Given exercise: Number every line of the rows below in one list, skipping blank lines and leaving out the pictures.

Supplied records:
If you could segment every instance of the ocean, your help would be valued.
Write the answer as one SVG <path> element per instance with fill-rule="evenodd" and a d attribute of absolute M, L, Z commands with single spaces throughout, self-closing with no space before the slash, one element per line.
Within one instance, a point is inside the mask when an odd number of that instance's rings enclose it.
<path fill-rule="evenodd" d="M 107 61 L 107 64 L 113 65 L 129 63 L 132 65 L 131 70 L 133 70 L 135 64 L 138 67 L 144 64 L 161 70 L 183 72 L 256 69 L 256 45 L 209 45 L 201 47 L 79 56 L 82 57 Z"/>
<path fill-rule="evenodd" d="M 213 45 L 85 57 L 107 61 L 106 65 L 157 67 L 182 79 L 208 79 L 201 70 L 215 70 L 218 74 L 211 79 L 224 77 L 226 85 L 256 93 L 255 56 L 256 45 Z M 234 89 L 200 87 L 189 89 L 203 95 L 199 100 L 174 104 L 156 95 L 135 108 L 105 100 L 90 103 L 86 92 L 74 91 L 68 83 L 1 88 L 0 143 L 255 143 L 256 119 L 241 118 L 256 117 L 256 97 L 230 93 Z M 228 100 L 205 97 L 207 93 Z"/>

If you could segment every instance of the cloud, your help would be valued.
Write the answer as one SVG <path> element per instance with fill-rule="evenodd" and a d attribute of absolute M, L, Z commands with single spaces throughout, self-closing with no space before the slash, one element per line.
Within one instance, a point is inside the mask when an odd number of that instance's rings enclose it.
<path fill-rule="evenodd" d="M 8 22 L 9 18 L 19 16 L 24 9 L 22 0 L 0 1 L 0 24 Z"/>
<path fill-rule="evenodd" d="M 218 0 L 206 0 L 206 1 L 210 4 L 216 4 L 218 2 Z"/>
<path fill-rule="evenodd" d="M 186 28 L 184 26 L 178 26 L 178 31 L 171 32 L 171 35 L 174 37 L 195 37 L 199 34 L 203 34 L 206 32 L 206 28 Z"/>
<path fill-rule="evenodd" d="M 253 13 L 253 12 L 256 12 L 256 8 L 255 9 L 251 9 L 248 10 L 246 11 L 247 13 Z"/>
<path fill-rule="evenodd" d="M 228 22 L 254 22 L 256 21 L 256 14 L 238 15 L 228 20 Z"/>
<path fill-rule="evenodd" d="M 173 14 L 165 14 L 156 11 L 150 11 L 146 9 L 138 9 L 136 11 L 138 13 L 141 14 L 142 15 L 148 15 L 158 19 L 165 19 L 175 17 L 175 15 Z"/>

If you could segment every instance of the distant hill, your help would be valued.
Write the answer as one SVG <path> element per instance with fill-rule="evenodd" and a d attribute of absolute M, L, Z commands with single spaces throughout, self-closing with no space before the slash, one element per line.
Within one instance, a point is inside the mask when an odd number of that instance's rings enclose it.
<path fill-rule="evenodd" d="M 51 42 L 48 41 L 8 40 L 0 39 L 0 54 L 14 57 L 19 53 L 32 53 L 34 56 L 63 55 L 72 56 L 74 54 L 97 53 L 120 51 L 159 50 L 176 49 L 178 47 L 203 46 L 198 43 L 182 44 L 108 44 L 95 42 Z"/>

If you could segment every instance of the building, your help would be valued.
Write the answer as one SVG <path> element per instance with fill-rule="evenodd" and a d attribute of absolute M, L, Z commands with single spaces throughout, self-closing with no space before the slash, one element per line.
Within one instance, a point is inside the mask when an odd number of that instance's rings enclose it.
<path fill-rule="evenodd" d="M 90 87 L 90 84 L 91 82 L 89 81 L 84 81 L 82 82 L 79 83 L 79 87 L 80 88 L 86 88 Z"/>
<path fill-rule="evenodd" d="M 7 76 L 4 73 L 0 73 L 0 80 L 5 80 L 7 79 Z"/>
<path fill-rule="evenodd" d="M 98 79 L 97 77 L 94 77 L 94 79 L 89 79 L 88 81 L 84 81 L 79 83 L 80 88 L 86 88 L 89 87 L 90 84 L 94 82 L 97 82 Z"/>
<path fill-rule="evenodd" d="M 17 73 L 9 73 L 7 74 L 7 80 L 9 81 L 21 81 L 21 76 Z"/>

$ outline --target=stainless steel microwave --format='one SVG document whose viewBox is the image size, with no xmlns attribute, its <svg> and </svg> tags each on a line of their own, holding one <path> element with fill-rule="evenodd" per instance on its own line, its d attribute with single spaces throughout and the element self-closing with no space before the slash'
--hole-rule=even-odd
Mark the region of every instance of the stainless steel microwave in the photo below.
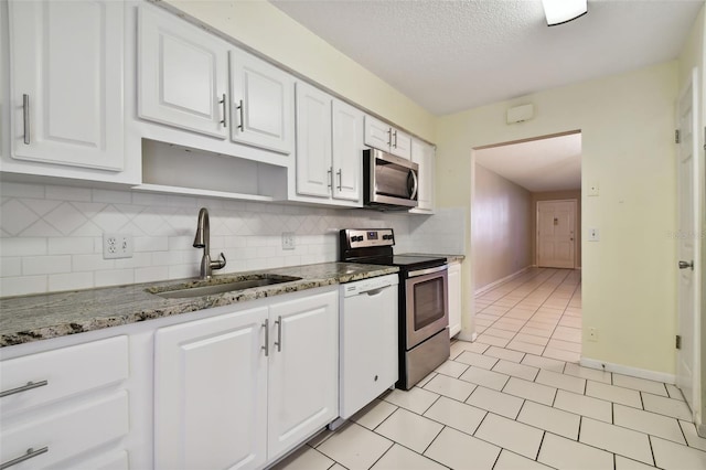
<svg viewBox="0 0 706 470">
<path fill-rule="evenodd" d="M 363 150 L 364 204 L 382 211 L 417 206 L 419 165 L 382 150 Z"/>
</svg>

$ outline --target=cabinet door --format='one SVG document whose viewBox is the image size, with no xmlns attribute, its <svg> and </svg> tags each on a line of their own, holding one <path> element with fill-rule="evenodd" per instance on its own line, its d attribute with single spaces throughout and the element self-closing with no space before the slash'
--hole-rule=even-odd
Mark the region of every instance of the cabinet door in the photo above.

Reply:
1. If you could segment every instance of the ocean, your help would be valued.
2. Write the answer as one SVG <path> element per instance with fill-rule="evenodd" and a d attribute of absolute M, L, Z commands with single spaces throughout, self-closing with no space before the slash, one element per line.
3. Within one instance, a point is inside the mask when an odd number of that instance's rings enclose it.
4. <path fill-rule="evenodd" d="M 107 61 L 107 64 L 113 65 L 129 63 L 132 65 L 131 70 L 133 70 L 135 64 L 138 67 L 144 64 L 161 70 L 183 72 L 256 69 L 256 45 L 209 45 L 201 47 L 79 56 L 82 57 Z"/>
5. <path fill-rule="evenodd" d="M 213 45 L 85 57 L 107 61 L 106 65 L 157 67 L 182 79 L 208 79 L 201 70 L 215 70 L 218 74 L 211 79 L 224 77 L 226 85 L 256 93 L 255 56 L 256 45 Z M 234 89 L 200 87 L 189 89 L 203 95 L 199 100 L 174 104 L 156 95 L 135 108 L 105 100 L 90 103 L 86 92 L 74 91 L 68 83 L 1 88 L 0 143 L 255 143 L 256 119 L 241 118 L 256 117 L 256 97 L 230 93 Z M 228 100 L 205 97 L 207 93 Z"/>
6. If you could segment every instance of the cloud, your help would be valued.
7. Write the answer as one SVG <path> element per instance with fill-rule="evenodd" and a d attribute of absolute M, L, Z commands with single spaces throughout, self-closing with no space before the slash, one element per line.
8. Within one instance, a point is inside the mask when an odd number of that instance's rings enclose it.
9. <path fill-rule="evenodd" d="M 8 22 L 9 18 L 19 16 L 24 9 L 22 0 L 0 1 L 0 24 Z"/>
10. <path fill-rule="evenodd" d="M 218 0 L 206 0 L 206 1 L 210 4 L 216 4 L 218 2 Z"/>
11. <path fill-rule="evenodd" d="M 186 28 L 184 26 L 178 26 L 178 31 L 171 32 L 171 35 L 174 37 L 195 37 L 199 34 L 203 34 L 206 32 L 206 28 Z"/>
12. <path fill-rule="evenodd" d="M 253 13 L 253 12 L 256 12 L 256 8 L 255 9 L 251 9 L 248 10 L 246 11 L 247 13 Z"/>
13. <path fill-rule="evenodd" d="M 228 22 L 254 22 L 256 21 L 256 14 L 238 15 L 228 20 Z"/>
14. <path fill-rule="evenodd" d="M 173 14 L 165 14 L 156 11 L 150 11 L 146 9 L 138 9 L 136 11 L 138 13 L 141 14 L 142 15 L 148 15 L 158 19 L 165 19 L 175 17 L 175 15 Z"/>
15. If you could segment every instance of the distant hill, your help would be valued.
16. Write the answer as one SVG <path> element per instance with fill-rule="evenodd" and a d attribute of absolute M, L, Z commands with single spaces throughout, self-closing with no space before the slash, one element per line.
17. Within one instance, a point is inside the mask when an odd number of that instance's rings enclose it.
18. <path fill-rule="evenodd" d="M 51 42 L 48 41 L 8 40 L 0 39 L 0 54 L 14 57 L 19 53 L 32 53 L 34 56 L 63 55 L 72 56 L 74 54 L 97 53 L 120 51 L 159 50 L 176 49 L 178 47 L 203 46 L 198 43 L 182 44 L 108 44 L 95 42 Z"/>
19. If you could segment every instance of the building, your help would be valued.
20. Write the answer as one SVG <path> element per instance with fill-rule="evenodd" and a d attribute of absolute M, L, Z commands with single spaces throughout, self-closing with no space before the slash, one element per line.
21. Within one instance, a point is inside the mask when an odd number of that instance's rings enclose it.
22. <path fill-rule="evenodd" d="M 90 87 L 90 84 L 91 82 L 89 81 L 84 81 L 82 82 L 79 83 L 79 87 L 80 88 L 86 88 Z"/>
23. <path fill-rule="evenodd" d="M 7 76 L 4 73 L 0 73 L 0 80 L 5 80 L 7 79 Z"/>
24. <path fill-rule="evenodd" d="M 98 79 L 97 77 L 94 77 L 94 79 L 89 79 L 88 81 L 84 81 L 79 83 L 80 88 L 86 88 L 89 87 L 90 84 L 94 82 L 97 82 Z"/>
25. <path fill-rule="evenodd" d="M 17 73 L 9 73 L 7 74 L 7 80 L 9 81 L 21 81 L 21 76 Z"/>
26. $ outline --target=stainless steel microwave --format='one SVG document whose viewBox is the image size, with no xmlns attribute, its <svg> and </svg> tags each on a line of their own, holding one <path> element with fill-rule="evenodd" per instance on its own line, its d attribute with single spaces throughout and the element self-closing with no space before the slash'
27. --hole-rule=even-odd
28. Mark the region of every instance of the stainless steel microwave in the photo below.
29. <svg viewBox="0 0 706 470">
30. <path fill-rule="evenodd" d="M 363 150 L 364 204 L 382 211 L 417 206 L 419 165 L 382 150 Z"/>
31. </svg>
32. $ outline --target=cabinet door --format='one SVG document whose viewBox is the image size, with no xmlns attribute, its <svg> and </svg> tags each on a line of their own, holding one <path> element with fill-rule="evenodd" per instance on its own line, its d attribute with single spaces throughout and the element self-closing with no space before the slash'
33. --hole-rule=even-odd
34. Mark the region of every instance of the cabinet door in the photo above.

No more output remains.